-------- Given records

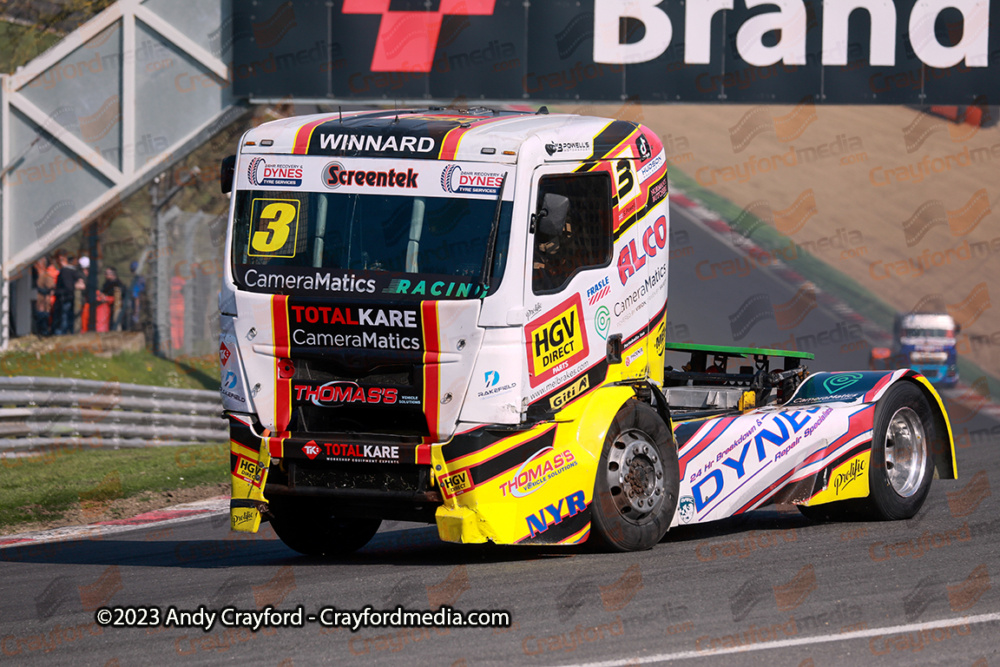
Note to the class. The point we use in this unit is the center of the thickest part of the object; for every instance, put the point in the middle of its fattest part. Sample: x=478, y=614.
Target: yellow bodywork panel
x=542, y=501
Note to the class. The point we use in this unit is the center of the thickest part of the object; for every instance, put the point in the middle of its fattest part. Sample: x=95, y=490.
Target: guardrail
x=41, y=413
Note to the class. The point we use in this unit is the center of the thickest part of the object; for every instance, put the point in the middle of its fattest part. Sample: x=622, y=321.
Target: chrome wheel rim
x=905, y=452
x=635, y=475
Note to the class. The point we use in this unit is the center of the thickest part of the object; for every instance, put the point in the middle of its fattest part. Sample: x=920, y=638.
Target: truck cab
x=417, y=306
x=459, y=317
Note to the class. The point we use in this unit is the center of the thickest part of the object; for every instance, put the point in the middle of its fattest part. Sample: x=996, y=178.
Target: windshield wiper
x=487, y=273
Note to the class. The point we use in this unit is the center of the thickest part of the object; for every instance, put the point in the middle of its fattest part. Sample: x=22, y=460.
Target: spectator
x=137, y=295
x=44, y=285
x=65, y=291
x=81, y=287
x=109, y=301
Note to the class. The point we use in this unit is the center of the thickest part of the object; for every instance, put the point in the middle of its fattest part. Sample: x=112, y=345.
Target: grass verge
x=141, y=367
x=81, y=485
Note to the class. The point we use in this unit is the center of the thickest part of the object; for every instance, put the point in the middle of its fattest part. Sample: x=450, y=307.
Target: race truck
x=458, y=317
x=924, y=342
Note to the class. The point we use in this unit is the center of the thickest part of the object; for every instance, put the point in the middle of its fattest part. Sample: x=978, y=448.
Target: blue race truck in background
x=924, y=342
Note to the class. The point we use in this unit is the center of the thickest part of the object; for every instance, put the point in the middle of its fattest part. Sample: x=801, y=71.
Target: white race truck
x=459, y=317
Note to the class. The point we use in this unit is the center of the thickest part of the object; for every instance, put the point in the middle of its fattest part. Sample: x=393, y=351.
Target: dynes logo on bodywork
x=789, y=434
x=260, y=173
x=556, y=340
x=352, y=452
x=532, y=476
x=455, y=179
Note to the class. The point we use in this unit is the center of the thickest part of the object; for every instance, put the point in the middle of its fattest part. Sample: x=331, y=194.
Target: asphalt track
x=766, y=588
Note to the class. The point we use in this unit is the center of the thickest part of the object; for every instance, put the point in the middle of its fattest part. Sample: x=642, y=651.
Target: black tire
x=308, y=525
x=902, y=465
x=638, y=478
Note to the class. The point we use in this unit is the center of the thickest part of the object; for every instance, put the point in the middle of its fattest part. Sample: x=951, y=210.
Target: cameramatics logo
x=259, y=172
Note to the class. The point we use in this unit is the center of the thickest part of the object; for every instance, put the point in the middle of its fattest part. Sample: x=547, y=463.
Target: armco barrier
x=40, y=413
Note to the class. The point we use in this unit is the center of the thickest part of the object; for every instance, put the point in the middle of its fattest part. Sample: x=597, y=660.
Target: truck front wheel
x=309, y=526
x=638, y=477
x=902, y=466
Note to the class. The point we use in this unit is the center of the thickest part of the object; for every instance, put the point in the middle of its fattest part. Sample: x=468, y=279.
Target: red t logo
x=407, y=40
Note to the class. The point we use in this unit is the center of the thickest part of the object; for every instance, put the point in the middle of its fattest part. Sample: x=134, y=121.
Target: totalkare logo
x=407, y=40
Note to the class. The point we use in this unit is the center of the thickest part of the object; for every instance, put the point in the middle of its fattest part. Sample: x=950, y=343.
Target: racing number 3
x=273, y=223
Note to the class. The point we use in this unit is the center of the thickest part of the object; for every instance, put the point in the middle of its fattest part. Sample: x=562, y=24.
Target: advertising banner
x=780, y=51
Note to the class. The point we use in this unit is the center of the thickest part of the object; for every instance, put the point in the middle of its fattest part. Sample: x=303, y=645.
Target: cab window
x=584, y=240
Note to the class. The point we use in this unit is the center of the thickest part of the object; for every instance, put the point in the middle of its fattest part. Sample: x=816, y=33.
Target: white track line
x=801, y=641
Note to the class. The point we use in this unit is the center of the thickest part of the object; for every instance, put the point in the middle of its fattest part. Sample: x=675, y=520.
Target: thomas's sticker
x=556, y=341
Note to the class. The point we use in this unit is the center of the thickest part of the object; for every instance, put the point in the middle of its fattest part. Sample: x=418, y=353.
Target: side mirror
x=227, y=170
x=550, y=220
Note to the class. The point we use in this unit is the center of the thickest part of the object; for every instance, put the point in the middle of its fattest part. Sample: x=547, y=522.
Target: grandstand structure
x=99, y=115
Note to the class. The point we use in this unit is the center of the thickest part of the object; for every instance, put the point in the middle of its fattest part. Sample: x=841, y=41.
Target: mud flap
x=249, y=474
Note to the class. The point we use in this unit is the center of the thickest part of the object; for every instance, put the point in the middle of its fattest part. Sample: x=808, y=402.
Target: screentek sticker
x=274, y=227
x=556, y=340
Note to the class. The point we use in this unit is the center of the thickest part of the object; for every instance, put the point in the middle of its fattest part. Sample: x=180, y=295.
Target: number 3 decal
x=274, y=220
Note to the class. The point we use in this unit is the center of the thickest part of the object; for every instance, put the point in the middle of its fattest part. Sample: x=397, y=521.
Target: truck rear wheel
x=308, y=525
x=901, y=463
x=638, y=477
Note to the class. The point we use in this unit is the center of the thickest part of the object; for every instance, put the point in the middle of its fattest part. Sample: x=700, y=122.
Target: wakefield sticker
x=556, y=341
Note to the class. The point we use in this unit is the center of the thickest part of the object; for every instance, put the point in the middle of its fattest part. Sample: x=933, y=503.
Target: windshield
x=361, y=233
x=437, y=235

----------------

Starting with the line that contains "Sample: x=700, y=122.", repeat each line through the last one exactly as it appears. Include both ends and nothing more.

Note to the class. The point we use in this unit is the center of the thickest part of the object; for every instance, put the point in the middle of its fattest part. Sample: x=700, y=122.
Target: wakefield sticker
x=556, y=341
Note to the class. The point we use in this unit is the center of the thickest part of the object; for every instance, put the point in the middle of its fattest part. Sample: x=933, y=503.
Target: windshield
x=361, y=233
x=437, y=235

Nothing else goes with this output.